_TEXT PASSAGE_.
--------------------------------------------------

When you drive from Dehradun to Mussoorie on the foothill of the Himalayas, even on a clear sunny day you may miss this school nestled against the grandeur of the Himalayan foothills. But not many know that the valley is home to the oldest school for the blinds it’s only when you push open the small Iron Gate that you see the sprawling institution that holds the distinction of being India’s first school for the blinds – The Sharp Memorial School for the Blinds.
Founded by Annie Sharp an English woman at the compound of St Catherine Hospital, Amritsar in 1887, it was shifted to Dehradun in 1903. She believed that blind woman and young girls needed shelter and support due to the cultural and social stigmas of the Indian caste system, which segregated them from society. Despite no financial aid from the government, Sharp Memorial School for the Blind has been working for the visually impaired people for more than 100 years. Over the years, the school has come to occupy a vital role in the lives of those it has touched.

--------------------------------------------------

_SUPPLIED RECORDS_.
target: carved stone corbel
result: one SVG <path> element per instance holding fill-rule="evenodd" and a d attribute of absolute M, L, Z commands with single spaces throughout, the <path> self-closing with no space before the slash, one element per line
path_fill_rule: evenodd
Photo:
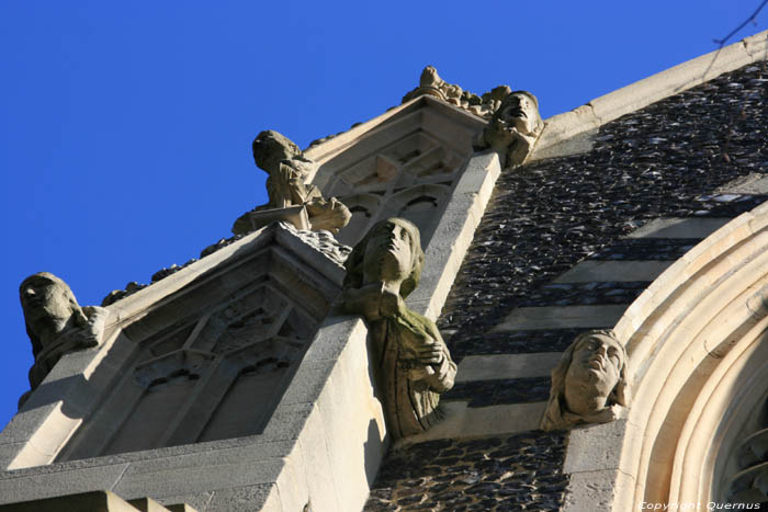
<path fill-rule="evenodd" d="M 325 198 L 319 189 L 306 182 L 317 163 L 305 158 L 298 146 L 278 132 L 267 130 L 253 140 L 256 164 L 267 171 L 269 202 L 245 213 L 231 228 L 245 235 L 276 220 L 296 229 L 339 232 L 352 214 L 336 197 Z"/>
<path fill-rule="evenodd" d="M 35 357 L 30 368 L 34 390 L 65 354 L 101 343 L 108 311 L 97 306 L 80 307 L 67 283 L 48 272 L 25 278 L 19 295 Z M 22 396 L 20 407 L 27 396 Z"/>
<path fill-rule="evenodd" d="M 376 382 L 394 439 L 423 432 L 441 419 L 439 394 L 453 387 L 456 374 L 434 322 L 405 305 L 422 264 L 419 230 L 403 218 L 373 226 L 346 263 L 341 309 L 368 321 Z"/>
<path fill-rule="evenodd" d="M 608 423 L 630 405 L 626 352 L 613 331 L 578 335 L 552 371 L 550 401 L 542 430 L 579 423 Z"/>
<path fill-rule="evenodd" d="M 544 122 L 539 100 L 528 91 L 510 92 L 474 141 L 476 150 L 492 148 L 506 155 L 505 168 L 524 163 L 533 150 Z"/>

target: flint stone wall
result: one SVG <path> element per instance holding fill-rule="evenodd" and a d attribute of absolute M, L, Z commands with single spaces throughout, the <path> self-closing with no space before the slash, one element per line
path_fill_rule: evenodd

--------------------------------------------------

_GOAL OF THE EXERCISE_. In the passage on the Sharp Memorial School for the Blinds, reproduce the stretch from "Founded by Annie" through "it has touched.", substituting "Lahore" for "Amritsar".

_ANSWER BOX_.
Founded by Annie Sharp an English woman at the compound of St Catherine Hospital, Lahore in 1887, it was shifted to Dehradun in 1903. She believed that blind woman and young girls needed shelter and support due to the cultural and social stigmas of the Indian caste system, which segregated them from society. Despite no financial aid from the government, Sharp Memorial School for the Blind has been working for the visually impaired people for more than 100 years. Over the years, the school has come to occupy a vital role in the lives of those it has touched.